§ **WRITTEN TASK A**: Give back, word for word, the stretch from "As shown in" through "the step 132." in the passage on the kitchen ventilating system.
§ **WRITTEN TASK B**: Carry the passage on the kitchen ventilating system forward from its last sentence.
** start PASSAGE GIVEN **
The present configuration of the ventilating system offers an extremely flexible platform for various types of logical operation of the system components based upon sensed, input and reference parameters of the types described above. For example, FIG. 4 illustrates exemplary control logic 118, in accordance with but one aspect of the present techniques, for identifying the air circulation mode of the air flow direction control device 18 in a kitchen ventilating system 10 based on an air quality parameter. The control logic begins with step 120, at which an air quality parameter is sensed via a sensor 14 over the cooktop 28. The air quality parameter (AQ parameter) may be qualitative or quantitative attributes of the target chemical composition 34 present in the air above the active side 30 of the cooktop 28. The target chemical composition 34 may include, without limitation, cooking fumes, vapors, smoke and combustion byproducts that are being generated as a result of cooking activities of a user of the cooking apparatus. Next, at step 122 the information about the AQ parameter is read and stored in the system. At step 124, the AQ parameter is compared with a reference value of the AQ parameter for calibrated pure (i.e. acceptable quality) air. If the AQ parameter sensed at step 120 is less than the desired value, the system returns to the entry point 120. However; if the AQ parameter sensed at step 120 is more than the desired value, the system proceeds to the next step.

As shown in step 126, the system calculates a ratio of the AQ parameter as sensed on a first side (AQ1) of the active zone 30 of the cooktop 28 and the second side (AQ2) of the active zone 30 of the cooktop 28. Further, at step 128, this ratio is compared with a first reference value of the ratio of the AQ parameters on the two sides. As shown at step 130, if the calculated ratio is greater than the first reference value, the system sets the airflow direction control device 18 for first side in exhaust mode and the sets the airflow direction control device 18 for second side in re-circulation mode or in off mode; if the calculated ratio is less than the first reference value, the system proceeds to the step 132.
** end PASSAGE GIVEN **
** start DATASET ROWS **
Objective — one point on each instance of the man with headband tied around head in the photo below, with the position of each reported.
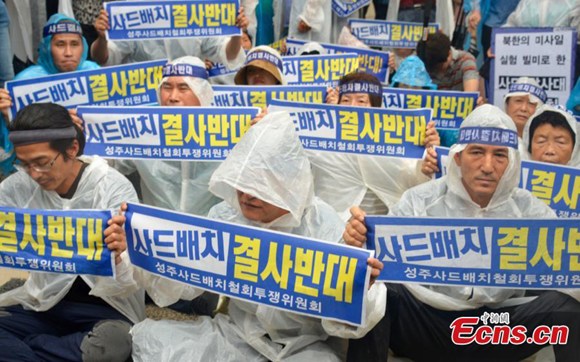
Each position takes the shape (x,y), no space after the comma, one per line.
(66,317)
(62,49)
(482,182)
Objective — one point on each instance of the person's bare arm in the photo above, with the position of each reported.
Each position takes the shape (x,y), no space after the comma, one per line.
** end DATASET ROWS **
§ **TASK ANSWER A**:
As shown in step 126, the system calculates a ratio of the AQ parameter as sensed on a first side (AQ1) of the active zone 30 of the cooktop 28 and the second side (AQ2) of the active zone 30 of the cooktop 28. Further, at step 128, this ratio is compared with a first reference value of the ratio of the AQ parameters on the two sides. As shown at step 130, if the calculated ratio is greater than the first reference value, the system sets the airflow direction control device 18 for first side in exhaust mode and the sets the airflow direction control device 18 for second side in re-circulation mode or in off mode; if the calculated ratio is less than the first reference value, the system proceeds to the step 132.

§ **TASK ANSWER B**:
Next, at step 132 the calculated ratio of the AQ parameter on the two sides is compared with a second reference value of the ratio of the AQ parameters on the two sides. At step 134, if the calculated ratio is less than second reference value, the system sets the airflow direction control device 18 for first side in re-circulation mode or off mode and the sets the airflow direction control device 18 for second side in exhaust mode. If the calculated ratio is greater than the second reference value, the system proceeds to the step 136. At step 136, the system sets the airflow direction control device 18 for first side in exhaust mode and the sets the airflow direction control device 18 for second side in exhaust mode with reference to the limits 138 defining the air circulation modes for the two sides of the air flow direction control device 18.

As another example, the present system configuration affords site-specific operation programming. As mentioned above, the various sides and zones of the cooktop may be positioned adjacent to walls, open areas, and so forth. Similarly, the cooktop may be provided at specific heights above the cooktop, and the cooktop and system housing may be of various sizes. FIG. 5 illustrates exemplary logic 140 for identifying an operating configuration for the kitchen ventilating system 10 based upon such installation site parameters, as well as system criteria, such as input duct parameters. The sequence of steps for selecting an operating system based on the duct parameters is indicated generally by reference numeral 142. In general, the sequence begins at step 144 where the duct length is read by the system. Next, at step 146 the duct cross-section is made available to the system. At step 148 and step 150 the number of bends in the duct and the type of filter used for the odor removal of the air are specified as input parameters. Further, at step 152 the venting option for the current duct is specified. In practice, these various inputs may be provided manually at the time of system setup or configuration. At step 154 the operating configuration for the kitchen ventilation system 10 based on the duct inputs and the internal references 50 as discussed above may be decided. Of course, more or fewer inputs may be considered in the configuration, as desired.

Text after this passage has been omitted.